(EXCERPTED PASSAGE)
━━━━

When people hear about attending an international school, they often imagine it as a place where students naturally become fluent in English while enjoying a global, multicultural environment. However, for me, learning English was far from easy—it was a constant uphill battle. In this post, I’d like to share my experience of struggling with English at an international school and how I eventually started to improve after graduation.
Table of Contents
The Pressure of Not Being Good Enough
When I first entered the international school, my English skills were almost non-existent. All the classes were conducted in English, and just trying to understand what the teachers were saying felt overwhelming. On top of that, my classmates spoke fluent English, which made me feel like I was constantly falling behind.
One of the hardest parts was being scolded by teachers for not being good enough at English. While they likely had good intentions and wanted me to succeed, I often took their words as confirmation that I wasn’t capable. To make things worse, some classmates made fun of my poor English skills, which further eroded my confidence.

━━━━

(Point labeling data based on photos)

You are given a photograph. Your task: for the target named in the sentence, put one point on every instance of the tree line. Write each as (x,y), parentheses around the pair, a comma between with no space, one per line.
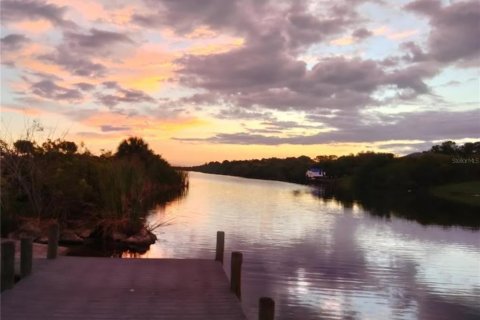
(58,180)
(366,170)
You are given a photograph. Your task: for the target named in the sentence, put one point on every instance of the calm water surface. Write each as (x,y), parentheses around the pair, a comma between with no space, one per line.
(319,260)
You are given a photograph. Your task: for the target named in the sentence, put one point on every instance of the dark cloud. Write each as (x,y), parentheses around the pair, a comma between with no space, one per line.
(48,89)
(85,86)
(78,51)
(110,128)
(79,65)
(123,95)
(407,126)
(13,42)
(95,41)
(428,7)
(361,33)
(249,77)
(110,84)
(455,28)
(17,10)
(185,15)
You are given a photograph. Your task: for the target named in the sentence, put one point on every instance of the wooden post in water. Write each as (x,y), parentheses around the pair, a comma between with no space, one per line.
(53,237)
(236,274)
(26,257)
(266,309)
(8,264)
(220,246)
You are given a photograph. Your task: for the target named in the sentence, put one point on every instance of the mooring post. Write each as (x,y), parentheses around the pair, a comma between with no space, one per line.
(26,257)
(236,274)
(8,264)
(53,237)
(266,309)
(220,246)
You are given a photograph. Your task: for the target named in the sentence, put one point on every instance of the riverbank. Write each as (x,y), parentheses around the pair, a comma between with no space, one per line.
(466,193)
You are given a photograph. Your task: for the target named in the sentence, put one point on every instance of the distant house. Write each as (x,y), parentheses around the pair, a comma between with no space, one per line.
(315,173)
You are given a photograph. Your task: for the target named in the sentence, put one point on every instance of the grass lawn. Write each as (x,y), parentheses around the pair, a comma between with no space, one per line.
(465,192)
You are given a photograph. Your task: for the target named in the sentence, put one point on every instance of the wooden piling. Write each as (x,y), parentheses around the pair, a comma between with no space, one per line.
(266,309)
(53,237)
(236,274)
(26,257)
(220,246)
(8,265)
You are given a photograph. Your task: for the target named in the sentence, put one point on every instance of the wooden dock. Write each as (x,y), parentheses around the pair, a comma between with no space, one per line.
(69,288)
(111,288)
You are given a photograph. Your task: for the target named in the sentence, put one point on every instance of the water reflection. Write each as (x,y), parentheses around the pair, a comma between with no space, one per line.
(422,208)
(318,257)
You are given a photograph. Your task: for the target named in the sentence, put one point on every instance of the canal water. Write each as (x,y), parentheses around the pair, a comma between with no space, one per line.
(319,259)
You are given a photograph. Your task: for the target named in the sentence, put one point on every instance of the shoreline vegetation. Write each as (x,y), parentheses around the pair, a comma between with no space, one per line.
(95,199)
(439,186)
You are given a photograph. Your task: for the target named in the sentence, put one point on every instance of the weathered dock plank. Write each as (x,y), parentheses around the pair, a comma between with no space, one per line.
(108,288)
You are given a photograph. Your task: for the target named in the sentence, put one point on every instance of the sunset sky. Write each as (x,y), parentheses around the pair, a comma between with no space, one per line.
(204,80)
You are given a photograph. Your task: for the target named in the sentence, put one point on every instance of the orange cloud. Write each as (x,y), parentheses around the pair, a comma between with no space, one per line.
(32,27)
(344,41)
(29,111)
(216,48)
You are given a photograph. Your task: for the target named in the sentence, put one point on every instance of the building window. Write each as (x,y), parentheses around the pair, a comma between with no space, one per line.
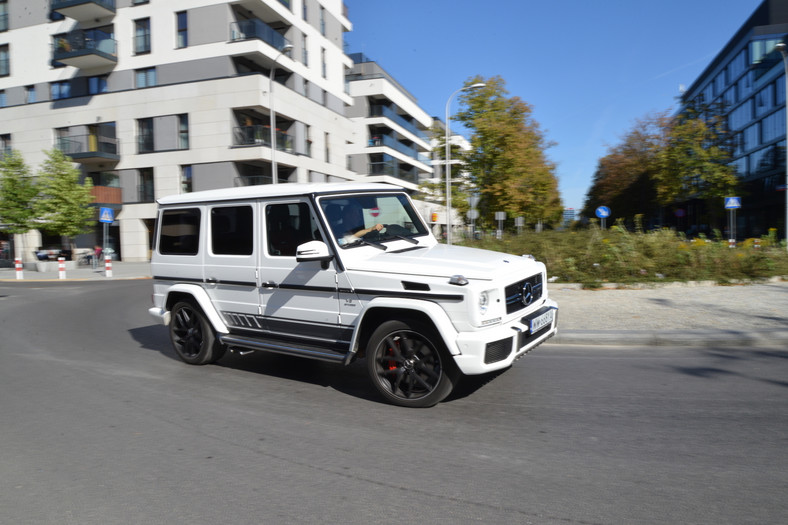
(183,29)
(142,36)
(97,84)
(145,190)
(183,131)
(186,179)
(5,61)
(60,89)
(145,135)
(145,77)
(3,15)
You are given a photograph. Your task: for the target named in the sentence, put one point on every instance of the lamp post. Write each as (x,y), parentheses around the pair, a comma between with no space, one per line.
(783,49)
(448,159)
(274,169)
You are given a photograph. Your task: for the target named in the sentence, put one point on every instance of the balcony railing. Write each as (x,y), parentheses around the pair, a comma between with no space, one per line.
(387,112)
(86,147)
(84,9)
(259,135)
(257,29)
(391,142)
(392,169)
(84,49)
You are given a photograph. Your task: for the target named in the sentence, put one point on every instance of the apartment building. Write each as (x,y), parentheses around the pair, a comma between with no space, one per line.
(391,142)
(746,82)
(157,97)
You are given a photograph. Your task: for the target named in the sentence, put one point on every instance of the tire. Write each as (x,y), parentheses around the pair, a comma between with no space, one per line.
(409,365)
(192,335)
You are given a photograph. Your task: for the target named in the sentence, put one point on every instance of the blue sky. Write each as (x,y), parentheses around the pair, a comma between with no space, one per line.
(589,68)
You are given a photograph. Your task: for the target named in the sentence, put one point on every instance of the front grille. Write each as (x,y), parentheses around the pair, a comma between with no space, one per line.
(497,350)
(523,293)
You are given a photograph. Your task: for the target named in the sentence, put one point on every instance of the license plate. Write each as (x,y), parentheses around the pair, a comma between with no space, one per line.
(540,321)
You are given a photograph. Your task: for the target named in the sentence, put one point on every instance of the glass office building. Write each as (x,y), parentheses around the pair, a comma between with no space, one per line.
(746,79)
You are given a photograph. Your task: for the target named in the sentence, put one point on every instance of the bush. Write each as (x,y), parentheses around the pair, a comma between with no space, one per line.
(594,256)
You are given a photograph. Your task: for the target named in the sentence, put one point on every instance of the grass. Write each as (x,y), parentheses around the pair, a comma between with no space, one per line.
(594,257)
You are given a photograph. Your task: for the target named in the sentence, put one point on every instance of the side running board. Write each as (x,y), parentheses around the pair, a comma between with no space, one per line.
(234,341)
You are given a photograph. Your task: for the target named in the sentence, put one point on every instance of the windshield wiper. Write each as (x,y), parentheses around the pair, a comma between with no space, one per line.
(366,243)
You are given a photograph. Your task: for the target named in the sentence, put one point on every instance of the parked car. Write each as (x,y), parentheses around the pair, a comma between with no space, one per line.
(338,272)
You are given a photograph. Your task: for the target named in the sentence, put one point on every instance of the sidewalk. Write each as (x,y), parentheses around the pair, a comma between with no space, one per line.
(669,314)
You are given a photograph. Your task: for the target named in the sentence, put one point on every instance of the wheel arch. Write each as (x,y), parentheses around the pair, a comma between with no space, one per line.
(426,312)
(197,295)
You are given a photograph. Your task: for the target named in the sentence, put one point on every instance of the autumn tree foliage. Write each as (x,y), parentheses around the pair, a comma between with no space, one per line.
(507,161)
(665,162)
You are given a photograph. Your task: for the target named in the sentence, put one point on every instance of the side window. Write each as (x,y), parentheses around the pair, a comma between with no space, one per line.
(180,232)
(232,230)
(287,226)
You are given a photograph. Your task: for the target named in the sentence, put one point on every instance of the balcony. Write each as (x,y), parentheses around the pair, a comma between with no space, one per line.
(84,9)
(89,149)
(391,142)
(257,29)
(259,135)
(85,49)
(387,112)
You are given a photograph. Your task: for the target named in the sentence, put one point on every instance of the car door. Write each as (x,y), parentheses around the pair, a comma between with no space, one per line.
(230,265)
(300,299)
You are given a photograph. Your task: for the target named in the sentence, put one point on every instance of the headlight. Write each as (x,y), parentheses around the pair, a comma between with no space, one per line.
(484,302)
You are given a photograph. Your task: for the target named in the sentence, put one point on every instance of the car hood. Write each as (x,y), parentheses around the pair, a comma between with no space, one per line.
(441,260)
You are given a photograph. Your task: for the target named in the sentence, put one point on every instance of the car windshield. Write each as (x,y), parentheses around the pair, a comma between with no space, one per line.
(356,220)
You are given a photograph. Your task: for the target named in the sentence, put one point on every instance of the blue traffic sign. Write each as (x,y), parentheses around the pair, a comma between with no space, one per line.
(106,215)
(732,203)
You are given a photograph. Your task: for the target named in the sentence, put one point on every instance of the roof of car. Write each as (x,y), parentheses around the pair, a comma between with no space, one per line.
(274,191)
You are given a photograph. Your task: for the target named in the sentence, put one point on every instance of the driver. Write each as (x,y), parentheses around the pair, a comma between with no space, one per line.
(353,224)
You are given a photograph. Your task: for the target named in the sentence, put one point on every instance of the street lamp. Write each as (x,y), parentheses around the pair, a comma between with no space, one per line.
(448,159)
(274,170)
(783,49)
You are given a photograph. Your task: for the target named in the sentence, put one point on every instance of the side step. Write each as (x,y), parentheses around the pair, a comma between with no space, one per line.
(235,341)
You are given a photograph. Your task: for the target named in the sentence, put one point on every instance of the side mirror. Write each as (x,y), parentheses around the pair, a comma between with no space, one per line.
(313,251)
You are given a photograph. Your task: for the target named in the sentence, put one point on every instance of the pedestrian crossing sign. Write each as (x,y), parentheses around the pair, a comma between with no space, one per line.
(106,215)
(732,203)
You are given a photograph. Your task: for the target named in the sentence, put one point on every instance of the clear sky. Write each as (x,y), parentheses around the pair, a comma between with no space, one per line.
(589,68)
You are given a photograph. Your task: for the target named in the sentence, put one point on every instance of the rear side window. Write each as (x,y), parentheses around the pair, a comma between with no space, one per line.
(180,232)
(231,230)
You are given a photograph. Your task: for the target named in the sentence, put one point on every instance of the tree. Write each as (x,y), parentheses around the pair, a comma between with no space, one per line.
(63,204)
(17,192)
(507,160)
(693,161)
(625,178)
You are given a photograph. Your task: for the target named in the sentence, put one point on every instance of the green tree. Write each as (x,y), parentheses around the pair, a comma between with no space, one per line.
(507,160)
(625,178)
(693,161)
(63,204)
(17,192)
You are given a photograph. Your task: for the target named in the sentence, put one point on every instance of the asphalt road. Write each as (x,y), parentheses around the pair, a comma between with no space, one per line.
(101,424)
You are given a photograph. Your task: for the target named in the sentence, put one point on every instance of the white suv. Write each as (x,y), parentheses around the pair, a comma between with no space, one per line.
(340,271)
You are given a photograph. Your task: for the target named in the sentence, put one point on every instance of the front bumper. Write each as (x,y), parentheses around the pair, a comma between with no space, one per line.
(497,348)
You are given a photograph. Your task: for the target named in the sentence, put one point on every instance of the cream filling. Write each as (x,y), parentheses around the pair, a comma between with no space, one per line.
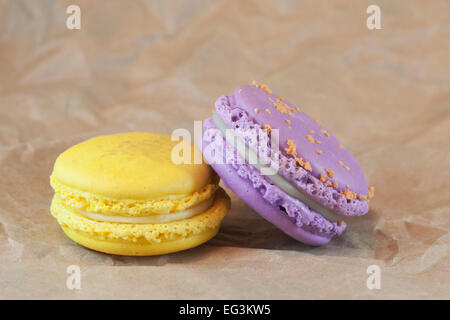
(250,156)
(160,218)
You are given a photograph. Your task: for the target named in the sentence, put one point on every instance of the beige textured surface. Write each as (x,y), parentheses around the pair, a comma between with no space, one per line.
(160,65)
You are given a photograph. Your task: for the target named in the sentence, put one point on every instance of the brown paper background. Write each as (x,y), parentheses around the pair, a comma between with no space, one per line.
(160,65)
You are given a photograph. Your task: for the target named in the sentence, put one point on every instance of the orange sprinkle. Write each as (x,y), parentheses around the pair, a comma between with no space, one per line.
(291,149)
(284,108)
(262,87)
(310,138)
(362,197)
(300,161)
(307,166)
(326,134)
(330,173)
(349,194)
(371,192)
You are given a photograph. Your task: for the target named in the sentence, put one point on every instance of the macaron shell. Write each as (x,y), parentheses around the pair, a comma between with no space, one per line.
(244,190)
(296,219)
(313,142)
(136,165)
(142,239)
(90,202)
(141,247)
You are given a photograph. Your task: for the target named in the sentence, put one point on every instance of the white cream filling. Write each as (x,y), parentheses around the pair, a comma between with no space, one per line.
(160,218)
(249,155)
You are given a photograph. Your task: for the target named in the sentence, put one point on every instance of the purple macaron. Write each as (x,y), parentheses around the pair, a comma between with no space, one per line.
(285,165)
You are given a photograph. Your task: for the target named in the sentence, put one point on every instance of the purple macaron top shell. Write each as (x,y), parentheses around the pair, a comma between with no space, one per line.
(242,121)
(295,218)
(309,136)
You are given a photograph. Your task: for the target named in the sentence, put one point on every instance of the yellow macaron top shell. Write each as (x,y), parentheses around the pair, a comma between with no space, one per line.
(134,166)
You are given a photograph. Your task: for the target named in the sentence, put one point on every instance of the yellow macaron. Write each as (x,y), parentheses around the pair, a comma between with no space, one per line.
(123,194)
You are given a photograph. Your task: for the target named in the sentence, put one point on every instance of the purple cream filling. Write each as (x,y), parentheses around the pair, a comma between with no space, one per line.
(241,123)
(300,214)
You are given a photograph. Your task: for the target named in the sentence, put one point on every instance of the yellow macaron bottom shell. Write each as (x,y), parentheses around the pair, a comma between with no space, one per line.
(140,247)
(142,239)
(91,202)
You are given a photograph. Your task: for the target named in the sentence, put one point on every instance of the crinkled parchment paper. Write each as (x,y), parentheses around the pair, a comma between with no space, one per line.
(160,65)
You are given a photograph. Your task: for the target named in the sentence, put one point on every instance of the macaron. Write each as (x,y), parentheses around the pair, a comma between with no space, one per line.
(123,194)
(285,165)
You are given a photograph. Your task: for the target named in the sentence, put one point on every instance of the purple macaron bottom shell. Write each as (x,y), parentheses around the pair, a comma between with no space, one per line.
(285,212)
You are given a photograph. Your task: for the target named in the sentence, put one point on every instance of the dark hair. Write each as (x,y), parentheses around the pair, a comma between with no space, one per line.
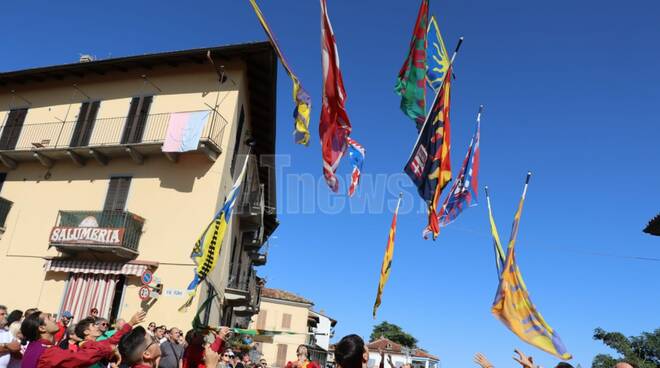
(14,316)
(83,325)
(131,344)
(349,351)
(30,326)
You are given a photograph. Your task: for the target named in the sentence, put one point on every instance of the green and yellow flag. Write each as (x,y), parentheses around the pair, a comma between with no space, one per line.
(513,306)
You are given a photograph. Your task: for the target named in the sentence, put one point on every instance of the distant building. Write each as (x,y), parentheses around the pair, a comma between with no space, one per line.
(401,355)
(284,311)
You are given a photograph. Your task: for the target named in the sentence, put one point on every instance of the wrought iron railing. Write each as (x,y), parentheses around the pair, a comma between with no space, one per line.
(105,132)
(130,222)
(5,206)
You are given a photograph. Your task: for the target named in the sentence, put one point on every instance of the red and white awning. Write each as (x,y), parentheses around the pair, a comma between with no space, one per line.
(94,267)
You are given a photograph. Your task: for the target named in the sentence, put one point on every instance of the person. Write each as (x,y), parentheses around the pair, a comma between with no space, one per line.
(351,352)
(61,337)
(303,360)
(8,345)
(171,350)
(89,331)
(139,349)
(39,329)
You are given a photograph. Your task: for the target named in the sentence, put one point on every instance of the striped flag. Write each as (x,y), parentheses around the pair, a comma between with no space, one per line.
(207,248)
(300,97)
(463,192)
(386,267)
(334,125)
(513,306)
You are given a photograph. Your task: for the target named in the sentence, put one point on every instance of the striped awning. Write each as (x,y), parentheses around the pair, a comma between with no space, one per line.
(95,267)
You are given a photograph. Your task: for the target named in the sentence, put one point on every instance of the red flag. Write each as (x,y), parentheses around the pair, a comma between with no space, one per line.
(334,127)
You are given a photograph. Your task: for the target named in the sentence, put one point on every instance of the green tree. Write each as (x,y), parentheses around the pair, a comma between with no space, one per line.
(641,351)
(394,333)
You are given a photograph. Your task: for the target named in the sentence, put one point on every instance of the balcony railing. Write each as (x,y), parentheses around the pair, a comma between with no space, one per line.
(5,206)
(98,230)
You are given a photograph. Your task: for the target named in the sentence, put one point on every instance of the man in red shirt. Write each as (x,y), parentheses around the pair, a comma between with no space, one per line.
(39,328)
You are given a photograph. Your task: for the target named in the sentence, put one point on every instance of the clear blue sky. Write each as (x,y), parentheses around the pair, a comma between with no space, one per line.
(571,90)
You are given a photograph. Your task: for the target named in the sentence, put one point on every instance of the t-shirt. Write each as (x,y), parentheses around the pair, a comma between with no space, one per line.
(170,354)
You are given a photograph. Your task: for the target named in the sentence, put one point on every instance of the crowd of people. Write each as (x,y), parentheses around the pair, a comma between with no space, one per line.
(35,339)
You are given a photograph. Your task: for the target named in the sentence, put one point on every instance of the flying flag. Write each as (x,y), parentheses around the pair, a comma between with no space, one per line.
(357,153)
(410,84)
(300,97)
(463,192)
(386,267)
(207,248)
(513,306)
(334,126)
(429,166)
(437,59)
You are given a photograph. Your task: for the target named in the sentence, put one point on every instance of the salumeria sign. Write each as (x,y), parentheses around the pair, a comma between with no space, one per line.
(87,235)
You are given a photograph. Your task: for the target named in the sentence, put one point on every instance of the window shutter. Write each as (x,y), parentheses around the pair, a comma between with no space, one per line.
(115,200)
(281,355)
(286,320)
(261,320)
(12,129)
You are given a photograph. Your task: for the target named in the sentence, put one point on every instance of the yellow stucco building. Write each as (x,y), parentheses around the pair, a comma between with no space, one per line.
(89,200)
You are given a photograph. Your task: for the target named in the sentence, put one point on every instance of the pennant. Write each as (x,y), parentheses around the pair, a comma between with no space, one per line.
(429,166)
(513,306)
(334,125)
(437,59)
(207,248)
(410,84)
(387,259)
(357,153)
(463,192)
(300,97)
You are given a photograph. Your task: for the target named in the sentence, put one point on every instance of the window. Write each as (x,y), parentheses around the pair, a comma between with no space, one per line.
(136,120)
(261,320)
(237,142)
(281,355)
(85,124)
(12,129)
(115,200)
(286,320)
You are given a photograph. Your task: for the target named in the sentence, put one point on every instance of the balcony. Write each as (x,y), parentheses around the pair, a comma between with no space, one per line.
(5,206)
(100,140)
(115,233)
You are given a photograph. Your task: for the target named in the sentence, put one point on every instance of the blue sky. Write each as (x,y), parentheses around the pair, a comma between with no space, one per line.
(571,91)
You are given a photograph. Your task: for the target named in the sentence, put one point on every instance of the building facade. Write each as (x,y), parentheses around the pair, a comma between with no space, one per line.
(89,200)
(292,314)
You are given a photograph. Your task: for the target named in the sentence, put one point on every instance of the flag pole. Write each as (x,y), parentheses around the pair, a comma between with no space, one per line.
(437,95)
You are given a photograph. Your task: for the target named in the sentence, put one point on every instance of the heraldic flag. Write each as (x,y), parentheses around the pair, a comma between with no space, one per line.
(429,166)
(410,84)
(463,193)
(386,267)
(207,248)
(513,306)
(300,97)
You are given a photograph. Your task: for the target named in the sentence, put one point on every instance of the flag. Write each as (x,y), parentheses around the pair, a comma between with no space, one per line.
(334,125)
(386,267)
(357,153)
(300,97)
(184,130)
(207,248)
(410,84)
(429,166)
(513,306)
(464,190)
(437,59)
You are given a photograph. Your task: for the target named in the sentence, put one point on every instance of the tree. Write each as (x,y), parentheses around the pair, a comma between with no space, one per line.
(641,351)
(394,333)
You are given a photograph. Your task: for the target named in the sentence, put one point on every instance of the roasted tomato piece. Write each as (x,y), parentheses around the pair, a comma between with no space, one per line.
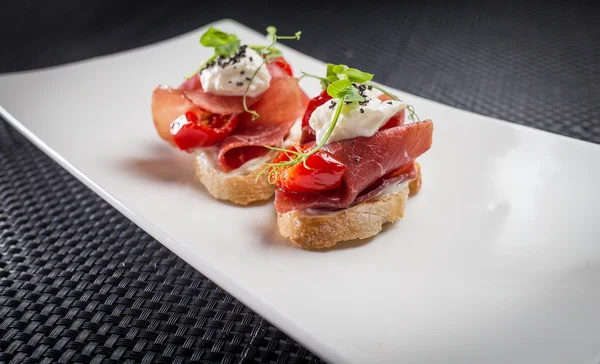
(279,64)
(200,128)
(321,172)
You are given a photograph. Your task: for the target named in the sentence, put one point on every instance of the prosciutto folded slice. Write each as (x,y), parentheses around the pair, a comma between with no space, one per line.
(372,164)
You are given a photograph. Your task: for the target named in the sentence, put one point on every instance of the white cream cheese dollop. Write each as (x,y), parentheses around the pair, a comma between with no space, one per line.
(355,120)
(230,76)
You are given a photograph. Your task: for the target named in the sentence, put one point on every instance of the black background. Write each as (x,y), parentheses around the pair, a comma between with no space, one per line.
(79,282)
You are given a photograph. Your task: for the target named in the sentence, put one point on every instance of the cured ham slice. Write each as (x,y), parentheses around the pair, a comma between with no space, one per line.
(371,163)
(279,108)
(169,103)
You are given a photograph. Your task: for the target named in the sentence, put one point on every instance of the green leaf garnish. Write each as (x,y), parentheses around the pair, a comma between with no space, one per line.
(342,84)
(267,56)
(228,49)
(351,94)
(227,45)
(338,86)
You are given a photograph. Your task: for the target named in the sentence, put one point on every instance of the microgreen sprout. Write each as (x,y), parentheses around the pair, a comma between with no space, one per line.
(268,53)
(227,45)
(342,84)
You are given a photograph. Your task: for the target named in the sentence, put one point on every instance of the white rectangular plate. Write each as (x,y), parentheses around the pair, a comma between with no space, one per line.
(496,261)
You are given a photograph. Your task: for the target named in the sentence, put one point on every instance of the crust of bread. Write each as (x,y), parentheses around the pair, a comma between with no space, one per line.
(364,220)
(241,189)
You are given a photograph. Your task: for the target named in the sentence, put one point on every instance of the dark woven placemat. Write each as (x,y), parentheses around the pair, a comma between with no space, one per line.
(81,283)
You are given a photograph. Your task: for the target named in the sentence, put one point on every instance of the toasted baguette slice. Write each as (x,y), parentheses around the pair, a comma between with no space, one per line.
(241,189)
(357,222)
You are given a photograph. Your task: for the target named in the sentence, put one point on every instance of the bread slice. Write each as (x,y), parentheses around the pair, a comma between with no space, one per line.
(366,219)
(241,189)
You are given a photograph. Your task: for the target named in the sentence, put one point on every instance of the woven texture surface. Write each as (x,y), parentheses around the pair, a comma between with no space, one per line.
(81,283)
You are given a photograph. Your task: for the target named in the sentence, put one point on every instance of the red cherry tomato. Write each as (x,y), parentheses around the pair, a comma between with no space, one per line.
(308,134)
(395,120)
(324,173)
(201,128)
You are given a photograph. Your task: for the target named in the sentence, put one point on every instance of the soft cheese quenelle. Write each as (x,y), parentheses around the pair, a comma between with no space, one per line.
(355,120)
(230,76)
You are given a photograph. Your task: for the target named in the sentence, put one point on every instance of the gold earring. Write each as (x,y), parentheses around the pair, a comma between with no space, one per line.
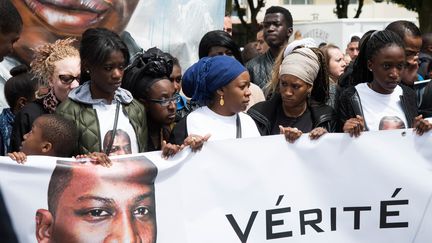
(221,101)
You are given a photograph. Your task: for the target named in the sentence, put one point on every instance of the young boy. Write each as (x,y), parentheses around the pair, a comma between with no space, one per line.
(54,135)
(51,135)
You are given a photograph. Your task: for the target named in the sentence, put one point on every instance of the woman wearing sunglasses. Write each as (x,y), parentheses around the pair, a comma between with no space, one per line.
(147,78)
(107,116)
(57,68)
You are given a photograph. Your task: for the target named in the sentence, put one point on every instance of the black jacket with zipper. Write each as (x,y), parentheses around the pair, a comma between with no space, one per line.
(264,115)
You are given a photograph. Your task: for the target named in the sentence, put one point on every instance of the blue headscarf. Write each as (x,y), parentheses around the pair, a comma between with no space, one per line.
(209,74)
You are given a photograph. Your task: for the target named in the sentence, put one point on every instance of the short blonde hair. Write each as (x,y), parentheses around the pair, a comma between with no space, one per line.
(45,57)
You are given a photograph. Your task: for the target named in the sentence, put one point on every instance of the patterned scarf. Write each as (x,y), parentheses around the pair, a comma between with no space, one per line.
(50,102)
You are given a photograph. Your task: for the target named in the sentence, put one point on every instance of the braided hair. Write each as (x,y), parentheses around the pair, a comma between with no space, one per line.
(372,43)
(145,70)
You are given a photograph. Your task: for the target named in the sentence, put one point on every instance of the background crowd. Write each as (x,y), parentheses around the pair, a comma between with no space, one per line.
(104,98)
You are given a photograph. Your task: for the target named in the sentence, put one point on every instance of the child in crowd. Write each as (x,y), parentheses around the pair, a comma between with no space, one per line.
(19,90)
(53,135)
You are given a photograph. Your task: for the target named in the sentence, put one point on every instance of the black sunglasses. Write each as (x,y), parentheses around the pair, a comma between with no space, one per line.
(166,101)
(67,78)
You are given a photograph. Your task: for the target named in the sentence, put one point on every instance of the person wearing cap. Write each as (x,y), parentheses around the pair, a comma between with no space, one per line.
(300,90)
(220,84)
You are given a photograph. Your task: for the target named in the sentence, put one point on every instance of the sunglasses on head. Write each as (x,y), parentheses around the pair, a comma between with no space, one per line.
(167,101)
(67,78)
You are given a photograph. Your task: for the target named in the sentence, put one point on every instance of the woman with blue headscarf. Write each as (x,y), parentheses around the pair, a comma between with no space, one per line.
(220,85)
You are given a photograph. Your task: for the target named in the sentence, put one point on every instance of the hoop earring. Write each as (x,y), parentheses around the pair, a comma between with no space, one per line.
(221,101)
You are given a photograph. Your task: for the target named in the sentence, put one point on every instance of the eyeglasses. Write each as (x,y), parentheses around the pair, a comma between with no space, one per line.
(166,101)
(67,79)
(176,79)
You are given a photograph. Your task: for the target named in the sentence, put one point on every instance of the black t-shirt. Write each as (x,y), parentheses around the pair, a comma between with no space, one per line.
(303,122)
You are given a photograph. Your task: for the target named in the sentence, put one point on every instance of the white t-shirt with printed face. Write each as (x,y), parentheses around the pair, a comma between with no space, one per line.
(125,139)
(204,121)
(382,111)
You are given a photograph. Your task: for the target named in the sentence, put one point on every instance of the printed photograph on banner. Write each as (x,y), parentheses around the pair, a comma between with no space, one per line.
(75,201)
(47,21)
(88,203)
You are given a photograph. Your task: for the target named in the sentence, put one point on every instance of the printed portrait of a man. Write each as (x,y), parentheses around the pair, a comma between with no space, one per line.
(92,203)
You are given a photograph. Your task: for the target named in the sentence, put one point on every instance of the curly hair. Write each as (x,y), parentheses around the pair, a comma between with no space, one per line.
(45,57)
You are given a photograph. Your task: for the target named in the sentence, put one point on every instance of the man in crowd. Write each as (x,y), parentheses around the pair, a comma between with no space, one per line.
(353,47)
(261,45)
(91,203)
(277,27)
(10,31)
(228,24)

━━━━

(THE PROBLEM) In the post about learning English at an international school, recast the paragraph that opens with "When I first entered the international school" as a brief bulleted list that keeps its main facts. The records are unrelated to the text and stand as material of their own.

(TASK SOLUTION)
- On entering the international school, the writer had almost no English skills.
- Every class was taught in English, and even understanding the teachers felt overwhelming.
- Classmates spoke fluent English, which left the writer feeling constantly behind.